(SET TASK):
Reproduce the passage about the Allan Sekula film program word for word, between "This video was" and "his university post.", inclusive.

Beirut Art Center is hosting a film program consisting of several evenings of screenings throughout this summer that will run in parallel with the exhibition Allan Sekula: photography at work. A filmmaker himself, Sekula’s work is largely invested in social and economic critique, particularly regarding the politics of global commodity exchange and economic processes. as an artist, he considered photography a medium for continuous social engagement and action. The film program predominantly addresses the representation of labor, worker’s rights, and global industries.


screenings of films by Allan Sekula at Beirut Art Center Auditorium
Wednesday 12 July, 8 pm
Wednesday 2 August, 8 pm

Reagan tape, 1981, 10’38”
This video was an early collaboration between Sekula and the filmmaker theorist Noël Burch, produced when they worked together at Ohio state university. made during the early days of Ronald Reagan’s first term in office this ‘agitprop’ video took footage from the Republican president’s first state of the union address, a speech which laid heavy emphasis on the economy and set the scene for what would become known as ‘reaganonomics’. the material was then spliced together with scenes appropriated from his previous career as a movie star. the work was regularly screened as protests, sometimes in a makeshift portable cinema which used a car battery as a power source. at one such demonstration, Sekula donned a Reagan mask and proceeded to stuff his mouth full of cash and eat it. soon after he was fired from his university post.

Tsukiji, 2001, 43’20”

(RECORD SET):
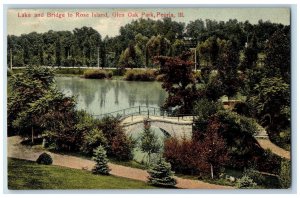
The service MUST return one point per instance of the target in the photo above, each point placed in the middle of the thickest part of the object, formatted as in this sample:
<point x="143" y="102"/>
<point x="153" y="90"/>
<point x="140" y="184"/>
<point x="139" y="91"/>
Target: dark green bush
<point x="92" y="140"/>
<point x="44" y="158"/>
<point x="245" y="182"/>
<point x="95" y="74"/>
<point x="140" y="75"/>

--

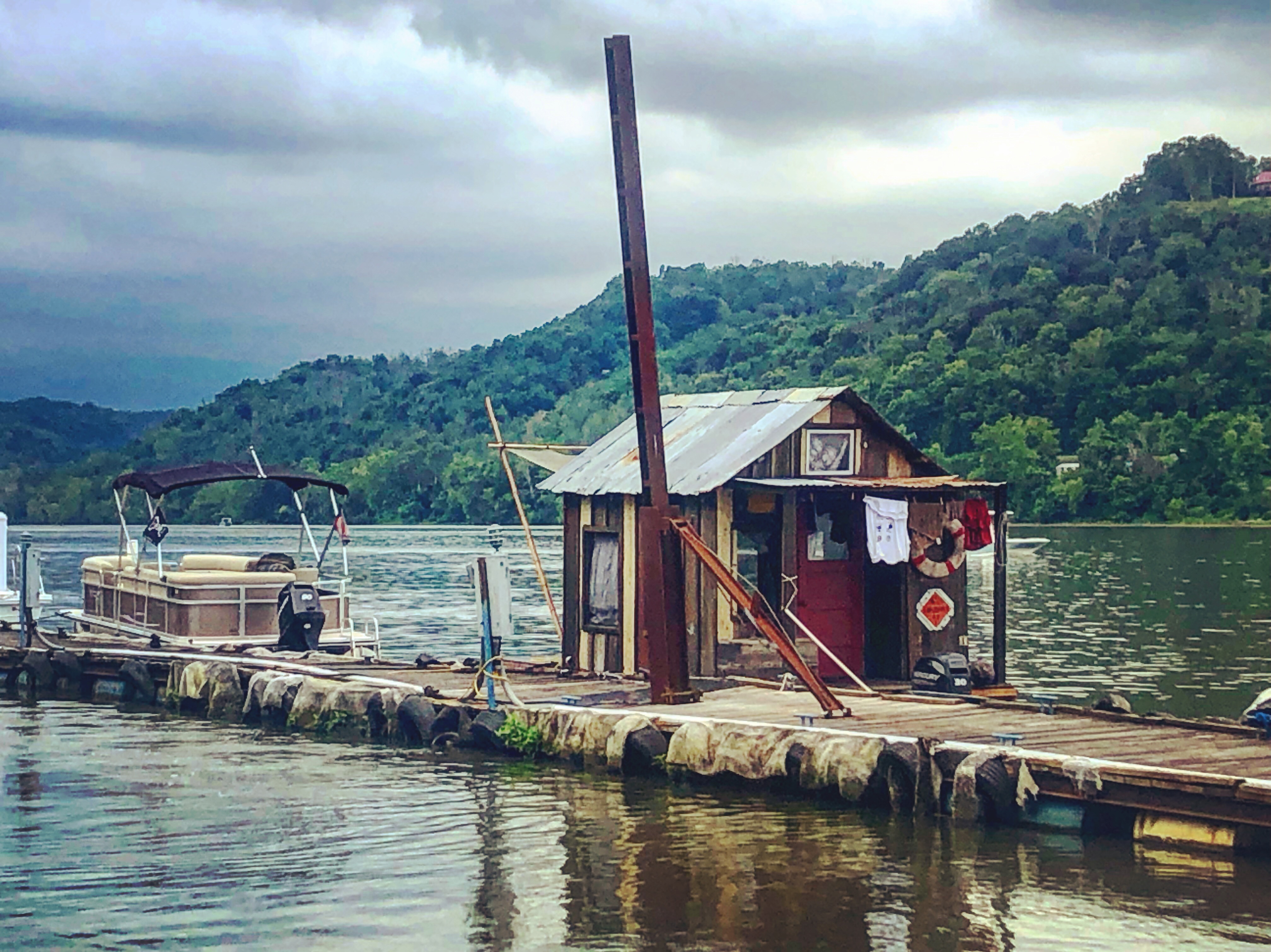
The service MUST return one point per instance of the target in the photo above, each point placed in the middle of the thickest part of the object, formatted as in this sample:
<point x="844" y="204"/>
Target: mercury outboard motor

(RESULT BELOW):
This video was an early collaboration between Sekula and the filmmaker theorist Noël Burch, produced when they worked together at Ohio state university. made during the early days of Ronald Reagan’s first term in office this ‘agitprop’ video took footage from the Republican president’s first state of the union address, a speech which laid heavy emphasis on the economy and set the scene for what would become known as ‘reaganonomics’. the material was then spliced together with scenes appropriated from his previous career as a movie star. the work was regularly screened as protests, sometimes in a makeshift portable cinema which used a car battery as a power source. at one such demonstration, Sekula donned a Reagan mask and proceeded to stuff his mouth full of cash and eat it. soon after he was fired from his university post.